Excerpt provided:
You can open this link to check out the Phoenix UI and observe the collected spans. You can use the same link to check out the results of the evaluations you'll run in this notebook. 

**Note**: 
- Since each notebook of this course runs in an isolated environment, each notebook links to a different Phoenix server. This is why you won't see the project "tracing-agent" you worked on in the previous notebook (as shown in the video).
- Make sure that the notebook's kernel is running when checking the Phoenix UI. If the link does not open, it might be because the notebook has been open or inactive for a long time. In that case, make sure to refresh the browser, run all previous cells and then check this link. 

In [None]:
print(get_phoenix_endpoint())

## Router Evals using LLM-as-a-Judge

To evaluate the router, you will use this template provided by Phoenix to the LLM-as-a-Judge. 

In [None]:
print(TOOL_CALLING_PROMPT_TEMPLATE)

### Querying the Required Spans

In [None]:
query = SpanQuery().where(
    # Filter for the `LLM` span kind.
    # The filter condition is a string of valid Python boolean expression.
    "span_kind == 'LLM'",
).select(
    question="input.value",
    tool_call="llm.tools"
)

# The Phoenix Client can take this query and return the dataframe.

Listed entries:
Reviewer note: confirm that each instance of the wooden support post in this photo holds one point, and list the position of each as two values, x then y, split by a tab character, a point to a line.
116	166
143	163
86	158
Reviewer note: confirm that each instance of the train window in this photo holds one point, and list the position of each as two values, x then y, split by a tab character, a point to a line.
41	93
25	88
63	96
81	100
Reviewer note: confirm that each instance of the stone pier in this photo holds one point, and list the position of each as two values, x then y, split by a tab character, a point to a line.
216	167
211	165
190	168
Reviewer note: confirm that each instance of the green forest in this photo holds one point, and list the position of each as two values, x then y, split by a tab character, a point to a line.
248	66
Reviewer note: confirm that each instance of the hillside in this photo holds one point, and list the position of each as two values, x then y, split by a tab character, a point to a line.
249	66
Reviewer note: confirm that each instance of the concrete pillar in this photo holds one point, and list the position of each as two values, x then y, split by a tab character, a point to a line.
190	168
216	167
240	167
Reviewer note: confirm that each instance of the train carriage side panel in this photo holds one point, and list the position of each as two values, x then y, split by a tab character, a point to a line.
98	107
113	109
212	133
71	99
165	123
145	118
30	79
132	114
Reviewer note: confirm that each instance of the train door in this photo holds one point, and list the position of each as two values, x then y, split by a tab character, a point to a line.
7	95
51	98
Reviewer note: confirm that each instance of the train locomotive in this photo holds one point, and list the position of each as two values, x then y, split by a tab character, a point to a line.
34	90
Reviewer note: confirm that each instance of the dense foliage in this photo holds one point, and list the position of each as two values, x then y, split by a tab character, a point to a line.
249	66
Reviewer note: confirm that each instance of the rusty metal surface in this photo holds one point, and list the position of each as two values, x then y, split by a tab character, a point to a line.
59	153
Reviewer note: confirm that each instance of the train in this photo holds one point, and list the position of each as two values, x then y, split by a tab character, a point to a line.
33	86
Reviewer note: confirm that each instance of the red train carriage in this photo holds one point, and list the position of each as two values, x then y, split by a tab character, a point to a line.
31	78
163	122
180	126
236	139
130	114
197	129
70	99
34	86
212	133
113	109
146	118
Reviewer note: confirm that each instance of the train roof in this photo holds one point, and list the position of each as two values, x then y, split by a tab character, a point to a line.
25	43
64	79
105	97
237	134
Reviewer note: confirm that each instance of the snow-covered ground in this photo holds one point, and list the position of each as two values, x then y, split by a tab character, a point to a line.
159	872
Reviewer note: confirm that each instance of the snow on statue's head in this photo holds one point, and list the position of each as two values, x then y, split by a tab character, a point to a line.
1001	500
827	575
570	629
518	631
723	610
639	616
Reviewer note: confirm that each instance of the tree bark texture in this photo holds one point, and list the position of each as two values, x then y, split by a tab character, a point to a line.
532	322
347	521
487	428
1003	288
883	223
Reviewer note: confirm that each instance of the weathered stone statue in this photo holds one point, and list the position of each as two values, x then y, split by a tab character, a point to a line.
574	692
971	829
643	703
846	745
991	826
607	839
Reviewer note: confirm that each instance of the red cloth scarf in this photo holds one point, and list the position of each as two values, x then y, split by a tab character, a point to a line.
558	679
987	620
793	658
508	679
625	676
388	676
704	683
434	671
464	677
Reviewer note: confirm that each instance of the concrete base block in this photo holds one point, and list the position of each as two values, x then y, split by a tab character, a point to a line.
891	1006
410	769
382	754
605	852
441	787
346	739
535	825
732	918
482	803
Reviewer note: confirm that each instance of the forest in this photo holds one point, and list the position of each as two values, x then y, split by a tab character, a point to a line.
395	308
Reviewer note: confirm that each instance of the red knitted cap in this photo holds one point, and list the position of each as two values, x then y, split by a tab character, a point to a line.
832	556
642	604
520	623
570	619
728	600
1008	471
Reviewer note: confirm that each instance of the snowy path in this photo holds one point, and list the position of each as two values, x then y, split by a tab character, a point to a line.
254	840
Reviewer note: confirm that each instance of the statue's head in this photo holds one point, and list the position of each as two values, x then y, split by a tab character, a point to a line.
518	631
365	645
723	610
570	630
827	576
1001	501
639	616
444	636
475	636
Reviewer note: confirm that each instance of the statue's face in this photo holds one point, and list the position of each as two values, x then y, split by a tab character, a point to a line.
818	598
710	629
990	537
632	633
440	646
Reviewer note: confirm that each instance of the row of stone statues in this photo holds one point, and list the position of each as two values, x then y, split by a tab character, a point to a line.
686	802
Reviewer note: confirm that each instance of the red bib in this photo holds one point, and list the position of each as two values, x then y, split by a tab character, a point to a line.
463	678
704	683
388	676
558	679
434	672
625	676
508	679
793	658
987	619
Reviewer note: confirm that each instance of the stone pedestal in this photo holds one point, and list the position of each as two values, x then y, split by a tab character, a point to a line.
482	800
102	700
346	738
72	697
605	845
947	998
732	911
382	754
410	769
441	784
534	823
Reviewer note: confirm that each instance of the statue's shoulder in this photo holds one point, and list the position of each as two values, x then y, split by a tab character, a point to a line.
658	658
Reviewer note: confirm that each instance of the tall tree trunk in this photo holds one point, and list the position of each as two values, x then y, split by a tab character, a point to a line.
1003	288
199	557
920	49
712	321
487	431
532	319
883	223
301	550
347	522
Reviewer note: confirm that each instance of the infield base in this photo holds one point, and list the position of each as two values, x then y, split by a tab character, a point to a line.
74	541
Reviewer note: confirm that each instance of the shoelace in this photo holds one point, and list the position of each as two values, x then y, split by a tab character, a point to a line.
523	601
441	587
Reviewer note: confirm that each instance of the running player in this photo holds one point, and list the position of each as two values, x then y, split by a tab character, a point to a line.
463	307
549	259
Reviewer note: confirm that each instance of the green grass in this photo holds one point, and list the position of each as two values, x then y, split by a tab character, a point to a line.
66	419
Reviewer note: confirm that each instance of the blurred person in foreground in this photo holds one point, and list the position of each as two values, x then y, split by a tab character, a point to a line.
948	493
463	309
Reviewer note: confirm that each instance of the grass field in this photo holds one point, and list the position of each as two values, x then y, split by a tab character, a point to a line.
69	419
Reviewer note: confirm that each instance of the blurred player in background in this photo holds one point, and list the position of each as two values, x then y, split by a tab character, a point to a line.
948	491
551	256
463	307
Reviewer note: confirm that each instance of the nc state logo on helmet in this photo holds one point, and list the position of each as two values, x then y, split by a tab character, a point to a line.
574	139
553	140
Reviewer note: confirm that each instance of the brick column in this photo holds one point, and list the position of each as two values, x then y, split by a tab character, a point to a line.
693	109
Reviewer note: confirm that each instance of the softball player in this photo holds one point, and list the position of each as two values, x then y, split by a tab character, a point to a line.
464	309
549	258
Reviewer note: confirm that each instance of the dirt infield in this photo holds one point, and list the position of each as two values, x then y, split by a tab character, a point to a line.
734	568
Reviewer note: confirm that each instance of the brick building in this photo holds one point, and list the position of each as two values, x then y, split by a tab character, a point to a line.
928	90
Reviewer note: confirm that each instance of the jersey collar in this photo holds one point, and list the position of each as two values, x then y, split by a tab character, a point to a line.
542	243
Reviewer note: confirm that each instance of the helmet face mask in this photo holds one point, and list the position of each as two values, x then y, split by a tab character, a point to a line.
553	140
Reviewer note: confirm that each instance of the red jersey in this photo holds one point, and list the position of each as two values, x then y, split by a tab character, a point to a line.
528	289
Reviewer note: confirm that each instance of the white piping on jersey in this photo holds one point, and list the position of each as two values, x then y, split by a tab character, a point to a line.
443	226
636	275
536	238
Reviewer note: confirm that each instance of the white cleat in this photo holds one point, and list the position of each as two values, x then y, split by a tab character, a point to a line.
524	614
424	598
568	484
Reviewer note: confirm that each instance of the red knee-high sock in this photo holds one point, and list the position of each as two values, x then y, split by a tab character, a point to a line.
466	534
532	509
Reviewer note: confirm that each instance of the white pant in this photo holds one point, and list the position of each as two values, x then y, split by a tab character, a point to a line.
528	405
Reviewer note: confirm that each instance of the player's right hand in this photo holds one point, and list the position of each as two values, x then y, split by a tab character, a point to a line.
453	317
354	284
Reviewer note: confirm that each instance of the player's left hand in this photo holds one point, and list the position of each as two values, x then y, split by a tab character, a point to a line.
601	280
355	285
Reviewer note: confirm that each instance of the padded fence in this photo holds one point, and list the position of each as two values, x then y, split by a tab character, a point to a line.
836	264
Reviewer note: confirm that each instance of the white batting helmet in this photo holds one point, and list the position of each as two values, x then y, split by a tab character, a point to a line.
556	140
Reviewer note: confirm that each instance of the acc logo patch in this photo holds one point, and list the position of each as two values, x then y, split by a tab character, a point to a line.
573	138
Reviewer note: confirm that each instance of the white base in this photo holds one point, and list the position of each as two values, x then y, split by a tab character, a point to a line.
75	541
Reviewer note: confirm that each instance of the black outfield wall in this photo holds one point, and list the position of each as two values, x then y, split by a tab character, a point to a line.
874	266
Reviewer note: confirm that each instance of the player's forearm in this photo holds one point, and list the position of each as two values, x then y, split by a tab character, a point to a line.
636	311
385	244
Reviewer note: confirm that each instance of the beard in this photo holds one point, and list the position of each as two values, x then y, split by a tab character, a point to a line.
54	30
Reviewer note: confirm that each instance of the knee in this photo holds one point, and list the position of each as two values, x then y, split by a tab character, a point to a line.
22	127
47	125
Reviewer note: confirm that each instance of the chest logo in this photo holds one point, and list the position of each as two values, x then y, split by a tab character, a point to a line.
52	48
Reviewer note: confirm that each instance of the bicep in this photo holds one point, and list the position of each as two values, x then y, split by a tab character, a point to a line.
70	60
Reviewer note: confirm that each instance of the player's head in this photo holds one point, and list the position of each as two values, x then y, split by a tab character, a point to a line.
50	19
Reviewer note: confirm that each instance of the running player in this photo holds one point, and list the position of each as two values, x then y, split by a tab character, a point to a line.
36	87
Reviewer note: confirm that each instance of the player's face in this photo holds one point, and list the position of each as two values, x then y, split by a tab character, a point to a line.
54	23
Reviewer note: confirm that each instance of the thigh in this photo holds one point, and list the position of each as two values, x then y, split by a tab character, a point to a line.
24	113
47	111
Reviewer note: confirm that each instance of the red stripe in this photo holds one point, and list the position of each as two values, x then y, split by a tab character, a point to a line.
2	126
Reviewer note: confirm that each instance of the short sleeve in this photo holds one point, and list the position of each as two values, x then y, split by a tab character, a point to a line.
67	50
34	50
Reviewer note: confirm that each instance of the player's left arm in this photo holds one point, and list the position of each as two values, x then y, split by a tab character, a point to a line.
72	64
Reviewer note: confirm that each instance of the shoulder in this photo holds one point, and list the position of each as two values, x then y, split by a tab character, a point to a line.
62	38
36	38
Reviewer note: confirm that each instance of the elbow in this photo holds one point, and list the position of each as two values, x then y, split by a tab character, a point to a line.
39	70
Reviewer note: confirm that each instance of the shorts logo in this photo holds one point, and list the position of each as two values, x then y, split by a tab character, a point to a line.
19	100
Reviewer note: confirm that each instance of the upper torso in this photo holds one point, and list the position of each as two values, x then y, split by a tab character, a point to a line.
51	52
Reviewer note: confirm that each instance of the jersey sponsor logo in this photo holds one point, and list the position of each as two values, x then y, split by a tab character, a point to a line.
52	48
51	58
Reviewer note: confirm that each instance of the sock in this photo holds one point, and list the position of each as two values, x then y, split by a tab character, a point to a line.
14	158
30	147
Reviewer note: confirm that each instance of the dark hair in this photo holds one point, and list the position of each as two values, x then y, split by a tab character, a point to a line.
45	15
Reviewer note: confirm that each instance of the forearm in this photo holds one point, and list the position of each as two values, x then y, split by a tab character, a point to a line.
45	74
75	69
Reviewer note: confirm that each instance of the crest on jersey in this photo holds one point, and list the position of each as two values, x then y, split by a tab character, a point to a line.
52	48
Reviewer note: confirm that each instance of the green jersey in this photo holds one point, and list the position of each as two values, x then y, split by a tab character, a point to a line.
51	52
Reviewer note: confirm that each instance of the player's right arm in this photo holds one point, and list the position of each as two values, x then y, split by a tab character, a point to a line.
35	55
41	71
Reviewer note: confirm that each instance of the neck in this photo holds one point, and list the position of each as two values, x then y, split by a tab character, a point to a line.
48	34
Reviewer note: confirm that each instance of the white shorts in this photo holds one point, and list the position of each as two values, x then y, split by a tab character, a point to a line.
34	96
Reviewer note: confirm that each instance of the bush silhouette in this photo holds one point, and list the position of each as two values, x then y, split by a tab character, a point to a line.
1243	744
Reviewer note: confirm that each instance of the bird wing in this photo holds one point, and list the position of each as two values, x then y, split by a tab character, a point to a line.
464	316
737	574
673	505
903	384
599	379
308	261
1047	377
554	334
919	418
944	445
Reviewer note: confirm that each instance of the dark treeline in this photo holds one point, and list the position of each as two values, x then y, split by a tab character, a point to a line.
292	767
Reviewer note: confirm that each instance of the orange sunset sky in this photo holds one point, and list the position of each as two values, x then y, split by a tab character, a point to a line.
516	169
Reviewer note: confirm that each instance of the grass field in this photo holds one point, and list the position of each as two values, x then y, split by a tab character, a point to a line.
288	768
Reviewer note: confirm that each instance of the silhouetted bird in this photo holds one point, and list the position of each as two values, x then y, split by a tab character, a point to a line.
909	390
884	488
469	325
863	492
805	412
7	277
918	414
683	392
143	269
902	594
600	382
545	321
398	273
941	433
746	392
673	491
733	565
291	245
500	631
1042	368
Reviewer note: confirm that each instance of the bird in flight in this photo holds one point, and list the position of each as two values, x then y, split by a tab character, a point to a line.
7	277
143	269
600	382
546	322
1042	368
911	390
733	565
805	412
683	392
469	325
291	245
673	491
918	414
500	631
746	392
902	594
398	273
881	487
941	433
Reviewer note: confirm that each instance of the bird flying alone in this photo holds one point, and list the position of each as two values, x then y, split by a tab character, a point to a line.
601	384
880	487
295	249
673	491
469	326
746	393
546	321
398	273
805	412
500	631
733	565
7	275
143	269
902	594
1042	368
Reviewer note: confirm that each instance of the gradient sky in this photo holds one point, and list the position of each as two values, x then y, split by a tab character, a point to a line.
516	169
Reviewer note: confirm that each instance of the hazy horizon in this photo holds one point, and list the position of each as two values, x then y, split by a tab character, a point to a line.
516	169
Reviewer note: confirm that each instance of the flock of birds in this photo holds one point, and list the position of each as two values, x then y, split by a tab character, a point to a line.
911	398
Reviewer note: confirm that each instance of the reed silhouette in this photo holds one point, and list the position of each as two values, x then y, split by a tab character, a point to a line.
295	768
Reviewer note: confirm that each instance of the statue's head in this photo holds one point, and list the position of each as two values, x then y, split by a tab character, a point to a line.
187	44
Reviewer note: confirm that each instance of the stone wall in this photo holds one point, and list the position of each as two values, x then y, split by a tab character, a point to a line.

Activity: In the Phoenix notebook excerpt, why won't you see the project "tracing-agent" in the Phoenix UI?

Problem solution: Each notebook of the course runs in an isolated environment, so each one links to a different Phoenix server.